# New Up-Aqua Inline Super Diffuser System



## willknowitall (Oct 3, 2010)

small tube has smaller in out tubes as well as smaller diffuser

i dont get the twin tube because water is going thru the center of main diffuser 
there should be co2 between the two diffusers so it wouldnt do anything because the first diffuser is not in contact with water

i have the regular up co2 atomizer and get good results with little visible bubbles due to ways i have found to make it more efficient but would be interested in the super.
from what i gather you can unscrew the top to take out diffuser for easier cleaning but not sure


----------



## OverStocked (May 26, 2007)

The twin tube is a new way to part with that extra 2 bucks in your wallet?

It can't possibly do anything, since what willknowitall says is true... So I don't get it. 

Orlando put these designs out a while back and I didn't see anything exciting here then. He claims them to be "gla" originals like the other inline atomizers he sell that are suspiciously identical to Up Aqua.


----------



## Storm (Aug 7, 2011)

I see your point - having a second ceramic disk for the Co2 to pass through couldn't possibly do anything more, however, I think the single tube design might lose more flow through the filter output, since water might not flow straight through the pipe, but rather get obstructed and bounce around in the chamber a bit, correct?

Would you agree about the potential flow issue with the single tube design?

Overstocked, I agree, it seems like GLA is really good at importing merchandise from Hong Kong, doubling the price, and selling it as original GLA equipment. Also, did you know their nano tanks are more expensive than the ADA mini series?


----------



## willknowitall (Oct 3, 2010)

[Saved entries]
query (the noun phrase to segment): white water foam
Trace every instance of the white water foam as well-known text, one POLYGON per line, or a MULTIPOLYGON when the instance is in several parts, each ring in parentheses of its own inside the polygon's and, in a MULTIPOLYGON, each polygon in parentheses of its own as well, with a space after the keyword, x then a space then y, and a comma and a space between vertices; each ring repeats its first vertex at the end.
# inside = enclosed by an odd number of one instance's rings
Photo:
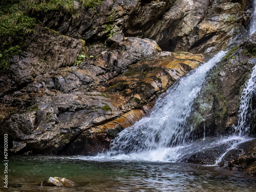
POLYGON ((250 35, 256 31, 256 0, 253 1, 253 10, 250 24, 250 35))
POLYGON ((119 133, 108 155, 152 161, 178 160, 191 140, 193 127, 187 121, 194 101, 207 72, 225 54, 221 51, 174 85, 157 100, 148 117, 119 133))
POLYGON ((242 136, 246 135, 250 129, 251 102, 256 92, 256 65, 252 69, 251 76, 243 90, 240 98, 240 106, 238 125, 234 126, 236 134, 242 136))

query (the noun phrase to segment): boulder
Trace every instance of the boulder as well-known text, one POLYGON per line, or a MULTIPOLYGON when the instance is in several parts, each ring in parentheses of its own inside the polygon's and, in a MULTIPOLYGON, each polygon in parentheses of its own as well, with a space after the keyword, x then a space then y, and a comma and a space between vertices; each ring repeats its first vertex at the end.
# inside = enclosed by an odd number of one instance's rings
POLYGON ((61 177, 49 177, 46 180, 39 184, 41 186, 52 186, 57 187, 73 187, 76 186, 75 182, 69 179, 61 177))

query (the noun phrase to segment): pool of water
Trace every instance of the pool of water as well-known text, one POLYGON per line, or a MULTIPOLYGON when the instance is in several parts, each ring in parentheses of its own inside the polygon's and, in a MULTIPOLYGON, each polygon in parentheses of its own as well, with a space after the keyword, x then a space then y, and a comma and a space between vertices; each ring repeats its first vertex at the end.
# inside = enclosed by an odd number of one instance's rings
POLYGON ((256 189, 255 177, 188 163, 27 156, 9 157, 8 168, 8 188, 2 184, 0 191, 241 192, 256 189), (65 177, 77 186, 38 185, 50 177, 65 177))

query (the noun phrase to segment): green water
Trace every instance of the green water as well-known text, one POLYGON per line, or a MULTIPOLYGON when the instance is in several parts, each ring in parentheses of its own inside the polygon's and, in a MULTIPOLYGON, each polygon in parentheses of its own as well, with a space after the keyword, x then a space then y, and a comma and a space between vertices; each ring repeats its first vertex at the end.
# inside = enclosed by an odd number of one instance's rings
MULTIPOLYGON (((1 170, 3 170, 1 165, 1 170)), ((3 191, 255 191, 256 177, 217 166, 179 163, 98 161, 59 156, 9 157, 3 191), (50 177, 76 187, 41 186, 50 177)), ((3 173, 3 172, 1 172, 3 173)), ((3 176, 4 174, 3 173, 3 176)))

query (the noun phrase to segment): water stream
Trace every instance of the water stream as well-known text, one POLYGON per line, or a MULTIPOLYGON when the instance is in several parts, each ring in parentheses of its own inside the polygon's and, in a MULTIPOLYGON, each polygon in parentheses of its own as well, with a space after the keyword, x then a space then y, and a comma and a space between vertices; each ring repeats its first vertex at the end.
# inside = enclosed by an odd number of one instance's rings
MULTIPOLYGON (((207 72, 225 55, 221 51, 208 62, 191 71, 159 98, 150 115, 122 131, 115 139, 112 154, 139 153, 145 160, 175 161, 180 154, 171 152, 184 148, 191 140, 193 126, 187 123, 192 105, 205 81, 207 72)), ((184 149, 183 149, 184 150, 184 149)))
MULTIPOLYGON (((250 34, 256 30, 255 18, 256 9, 250 34)), ((192 105, 207 73, 225 54, 221 51, 173 86, 148 116, 119 134, 108 153, 94 157, 10 157, 9 188, 1 185, 0 191, 255 191, 255 177, 217 166, 179 162, 188 154, 220 146, 226 152, 251 139, 246 135, 256 91, 256 66, 242 92, 235 134, 206 137, 204 133, 203 138, 191 142, 193 127, 187 121, 192 105), (49 177, 66 177, 77 187, 37 185, 49 177)), ((0 167, 4 168, 3 164, 0 167)))
POLYGON ((250 35, 256 31, 256 1, 253 1, 253 13, 250 24, 250 35))

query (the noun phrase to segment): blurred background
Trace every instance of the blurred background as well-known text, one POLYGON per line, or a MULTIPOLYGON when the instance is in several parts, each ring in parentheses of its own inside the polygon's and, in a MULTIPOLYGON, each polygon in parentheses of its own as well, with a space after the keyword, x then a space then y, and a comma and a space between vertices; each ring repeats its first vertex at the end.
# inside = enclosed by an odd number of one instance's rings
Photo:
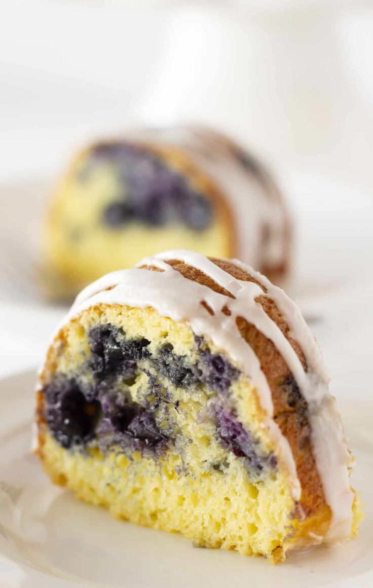
POLYGON ((3 2, 0 375, 35 366, 65 312, 38 296, 33 264, 49 187, 72 153, 182 121, 225 131, 268 165, 295 220, 289 291, 334 385, 364 392, 372 63, 369 0, 3 2))

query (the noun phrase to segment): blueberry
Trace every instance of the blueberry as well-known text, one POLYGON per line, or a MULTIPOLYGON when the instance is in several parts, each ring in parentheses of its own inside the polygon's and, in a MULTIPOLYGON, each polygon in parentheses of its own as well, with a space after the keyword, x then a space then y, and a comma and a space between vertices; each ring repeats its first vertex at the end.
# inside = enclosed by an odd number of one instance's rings
POLYGON ((127 198, 108 204, 102 212, 104 224, 121 227, 139 220, 150 226, 176 221, 194 230, 211 222, 212 207, 201 194, 191 189, 184 177, 156 155, 125 143, 97 145, 89 166, 102 160, 112 163, 127 198))
POLYGON ((55 378, 43 392, 45 420, 54 437, 65 448, 86 443, 99 417, 99 402, 87 402, 74 380, 61 377, 55 378))
POLYGON ((146 446, 152 446, 166 440, 158 428, 154 416, 145 412, 133 419, 127 430, 132 437, 144 441, 146 446))
POLYGON ((182 195, 180 199, 182 219, 194 230, 205 229, 212 216, 210 202, 195 193, 182 195))
POLYGON ((133 206, 126 202, 115 202, 104 209, 102 220, 108 226, 122 226, 135 218, 133 206))
POLYGON ((275 467, 277 460, 273 454, 263 455, 258 442, 244 428, 232 411, 215 407, 218 420, 218 435, 225 447, 237 457, 245 457, 250 471, 260 473, 265 466, 275 467))
POLYGON ((158 357, 153 360, 157 370, 162 376, 181 388, 189 388, 199 383, 195 366, 188 365, 185 358, 176 355, 173 346, 167 343, 161 348, 158 357))
POLYGON ((212 353, 202 338, 195 339, 199 353, 198 367, 202 382, 217 392, 227 393, 232 382, 239 376, 239 371, 222 355, 212 353))
POLYGON ((108 377, 133 376, 137 361, 146 357, 149 341, 145 338, 126 340, 122 330, 109 324, 91 329, 90 367, 95 377, 102 381, 108 377), (119 336, 121 335, 121 337, 119 336))

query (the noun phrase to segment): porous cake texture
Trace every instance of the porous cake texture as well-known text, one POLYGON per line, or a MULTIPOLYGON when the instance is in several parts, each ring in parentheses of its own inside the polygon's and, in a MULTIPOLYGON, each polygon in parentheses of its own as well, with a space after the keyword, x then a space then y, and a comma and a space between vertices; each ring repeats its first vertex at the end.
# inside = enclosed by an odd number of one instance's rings
POLYGON ((78 296, 40 372, 38 452, 118 518, 277 563, 357 532, 327 381, 282 290, 168 252, 78 296))

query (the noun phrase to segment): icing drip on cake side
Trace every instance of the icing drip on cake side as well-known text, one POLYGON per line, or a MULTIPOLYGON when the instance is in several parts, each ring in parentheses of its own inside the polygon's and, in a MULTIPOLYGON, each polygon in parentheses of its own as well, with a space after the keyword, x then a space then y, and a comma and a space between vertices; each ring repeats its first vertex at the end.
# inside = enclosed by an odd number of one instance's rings
POLYGON ((265 286, 267 294, 257 284, 235 279, 203 255, 184 250, 169 251, 146 258, 139 264, 156 266, 162 271, 148 271, 138 267, 114 272, 88 286, 77 296, 62 325, 85 309, 99 303, 151 306, 162 316, 176 321, 188 321, 197 335, 207 335, 255 384, 261 406, 267 415, 264 425, 288 470, 294 499, 299 500, 301 489, 292 454, 287 439, 272 418, 274 407, 271 390, 258 358, 239 333, 236 318, 242 317, 254 325, 272 341, 283 356, 308 405, 316 466, 325 500, 332 513, 325 539, 347 539, 351 534, 352 517, 353 493, 348 483, 347 468, 351 458, 335 400, 328 389, 328 377, 319 350, 300 311, 285 292, 248 266, 235 260, 233 262, 265 286), (185 278, 165 263, 171 259, 179 260, 202 272, 235 298, 218 293, 185 278), (305 355, 307 372, 277 325, 255 301, 258 296, 267 296, 276 303, 290 328, 291 336, 305 355), (214 315, 207 311, 201 303, 203 301, 212 309, 214 315), (225 306, 231 311, 229 316, 222 313, 225 306))

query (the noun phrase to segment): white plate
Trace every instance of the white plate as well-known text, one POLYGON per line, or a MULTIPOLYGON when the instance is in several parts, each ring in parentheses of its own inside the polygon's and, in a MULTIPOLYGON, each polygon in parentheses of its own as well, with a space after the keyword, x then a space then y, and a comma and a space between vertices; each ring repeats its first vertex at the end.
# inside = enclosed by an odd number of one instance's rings
POLYGON ((294 554, 275 567, 116 521, 52 486, 29 451, 34 383, 30 372, 0 380, 2 588, 373 586, 371 399, 339 403, 357 459, 353 483, 367 501, 360 534, 342 545, 294 554))

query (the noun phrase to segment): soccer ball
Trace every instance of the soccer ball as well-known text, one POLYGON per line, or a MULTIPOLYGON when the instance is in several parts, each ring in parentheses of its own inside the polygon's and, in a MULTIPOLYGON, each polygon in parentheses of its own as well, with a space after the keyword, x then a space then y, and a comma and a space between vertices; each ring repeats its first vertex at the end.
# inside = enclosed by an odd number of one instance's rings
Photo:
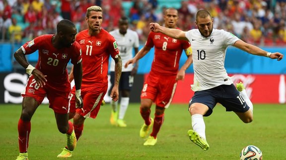
POLYGON ((261 160, 262 152, 258 147, 253 145, 245 147, 240 153, 240 160, 261 160))

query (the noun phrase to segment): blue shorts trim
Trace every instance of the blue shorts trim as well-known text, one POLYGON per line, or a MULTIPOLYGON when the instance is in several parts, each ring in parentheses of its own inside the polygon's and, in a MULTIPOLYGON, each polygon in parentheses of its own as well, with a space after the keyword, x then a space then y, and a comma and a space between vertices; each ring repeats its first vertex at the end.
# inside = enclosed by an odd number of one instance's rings
MULTIPOLYGON (((114 79, 115 75, 114 72, 110 72, 110 82, 111 88, 114 86, 114 79)), ((119 80, 118 89, 131 90, 133 86, 134 77, 131 76, 131 72, 123 72, 121 73, 121 77, 119 80)))
POLYGON ((245 101, 233 84, 221 85, 215 87, 196 91, 190 101, 189 107, 195 103, 204 104, 209 107, 209 110, 204 116, 211 115, 216 103, 220 103, 226 111, 245 112, 249 109, 245 101))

• **Work to be completed**:
In the diffuser thread above, what does Storm say costs more than the ADA mini series?

• **Exercise answer**:
GLA's nano tanks.